- [WORK INSTRUCTIONS] Copy the lines below word for word, leaving out the pictures.
** START **
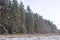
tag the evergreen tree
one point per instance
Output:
(16, 18)
(4, 14)
(30, 24)
(23, 18)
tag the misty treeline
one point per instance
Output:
(14, 19)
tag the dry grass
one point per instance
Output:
(28, 35)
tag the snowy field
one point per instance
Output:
(32, 38)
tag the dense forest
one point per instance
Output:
(14, 19)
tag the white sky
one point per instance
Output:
(49, 9)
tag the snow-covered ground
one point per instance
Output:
(32, 38)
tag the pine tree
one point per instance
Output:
(23, 18)
(4, 14)
(30, 20)
(16, 17)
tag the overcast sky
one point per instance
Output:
(49, 9)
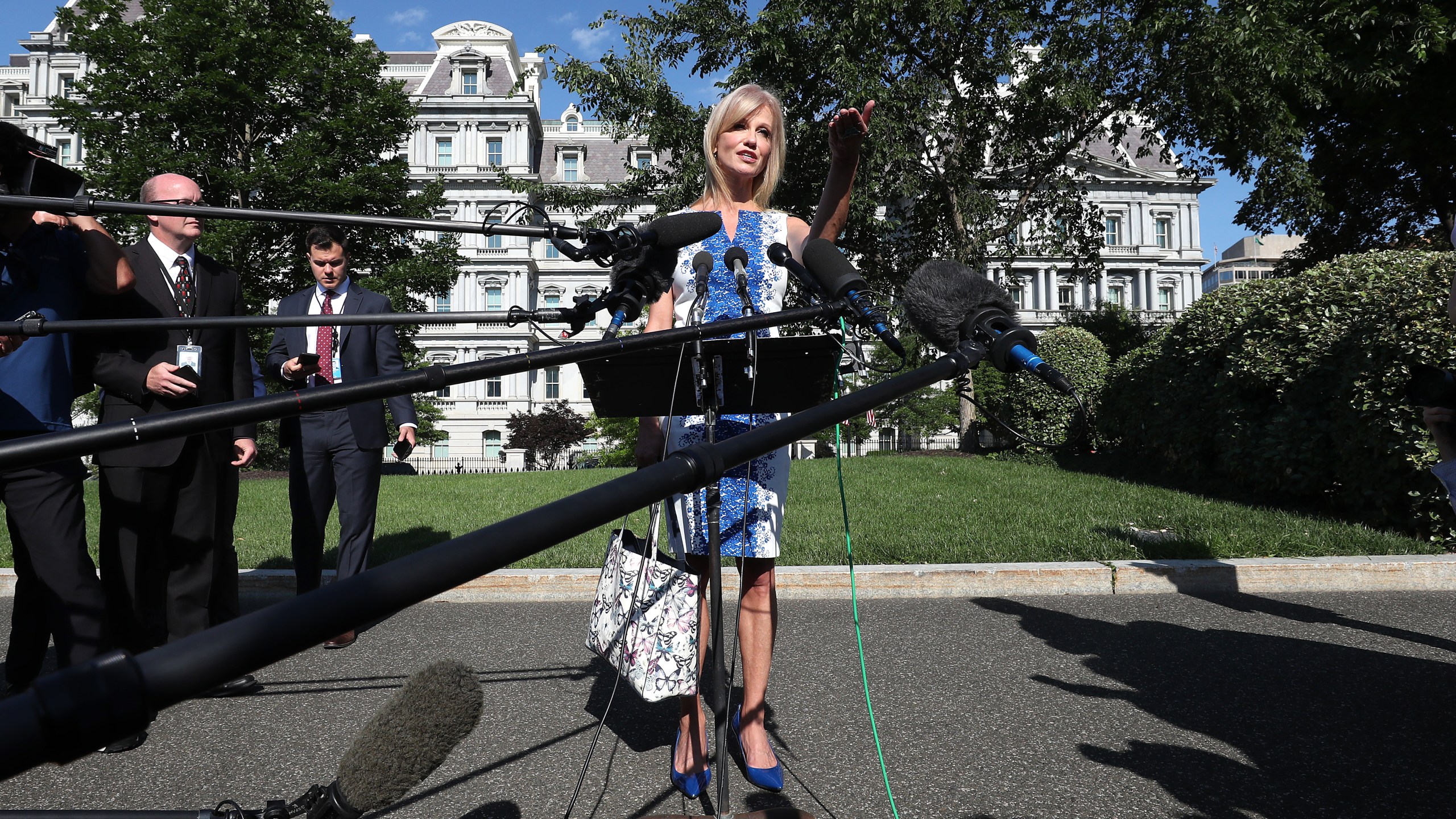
** END **
- [COMPLETE RESPONSE]
tag the evergreen tree
one point per instance
Output:
(16, 18)
(4, 14)
(30, 24)
(23, 18)
tag the misty treeline
one point per instance
Output:
(14, 19)
tag the dry grass
one point per instance
Output:
(28, 35)
tag the snowy field
one point per instance
Output:
(32, 38)
tag the dense forest
one point per instance
Output:
(14, 19)
tag the white sky
one point per instance
Output:
(49, 9)
tag the snow-covered ground
one point per instance
Output:
(32, 38)
tag the pine tree
one point per instance
Output:
(23, 18)
(4, 14)
(30, 20)
(16, 17)
tag the overcast sky
one point per instance
Output:
(49, 9)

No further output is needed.